Supplied data:
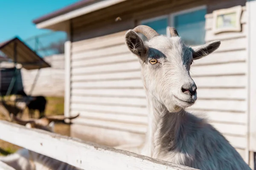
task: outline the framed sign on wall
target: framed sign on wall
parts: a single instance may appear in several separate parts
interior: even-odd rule
[[[214,11],[212,12],[212,31],[214,34],[227,31],[241,31],[241,6]]]

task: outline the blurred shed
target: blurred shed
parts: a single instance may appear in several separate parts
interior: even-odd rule
[[[256,94],[250,88],[256,85],[256,71],[248,62],[256,60],[248,43],[249,27],[254,28],[248,24],[254,22],[248,9],[256,6],[254,2],[84,0],[34,20],[38,28],[64,31],[69,37],[65,114],[81,116],[71,135],[111,146],[143,141],[145,95],[140,64],[124,35],[143,24],[169,36],[167,28],[174,26],[189,45],[221,41],[218,50],[192,66],[198,101],[188,110],[208,117],[248,162],[249,151],[256,152],[256,125],[251,123],[256,121],[256,105],[251,104],[256,98],[248,96]],[[235,29],[229,31],[226,23],[237,23]]]

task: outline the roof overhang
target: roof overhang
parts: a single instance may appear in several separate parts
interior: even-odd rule
[[[70,20],[126,0],[84,0],[43,16],[34,20],[33,22],[36,24],[36,27],[38,28],[65,31],[66,30],[64,26],[67,23],[68,23]],[[76,8],[76,7],[77,7],[78,6],[77,4],[80,5],[81,6],[83,3],[86,3],[87,5],[79,8]]]
[[[51,67],[17,37],[0,43],[0,50],[27,70]]]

Requirements: Rewrite the records above, substituting "trace" for every occurrence of "outline" and changing nothing else. Leave the pictures out of your answer.

Reply to the task:
task: trace the framed sign on wall
target: framed sign on wall
parts: a single instance may appear in several separate parts
interior: even-odd rule
[[[214,11],[212,12],[212,31],[214,34],[227,31],[241,31],[241,6]]]

task: trace the blurred shed
target: blurred shed
parts: a single instance may appear in several separate parts
interior: even-odd rule
[[[256,94],[250,88],[256,85],[256,71],[248,62],[256,60],[248,43],[249,27],[254,28],[248,24],[254,22],[248,9],[256,6],[254,2],[84,0],[34,20],[38,28],[64,31],[69,37],[65,114],[81,116],[71,135],[111,146],[143,141],[145,95],[140,64],[124,35],[143,24],[169,36],[167,28],[174,26],[189,45],[221,41],[218,50],[192,66],[198,101],[188,110],[208,117],[248,162],[249,151],[256,152],[256,125],[251,123],[256,121],[256,105],[251,104],[256,98],[248,96]],[[235,29],[229,31],[226,23],[237,23]]]

task: trace the roof overhang
target: roof overhang
parts: a single instance may appear in several separate parts
interior: even-odd rule
[[[70,20],[126,0],[84,0],[43,16],[34,20],[33,22],[36,24],[36,27],[38,28],[65,31],[66,30],[64,26],[67,23],[68,23]],[[76,8],[76,7],[77,7],[78,6],[77,4],[80,5],[81,6],[83,3],[86,3],[87,5],[79,8]]]
[[[51,67],[17,37],[0,43],[0,50],[27,70]]]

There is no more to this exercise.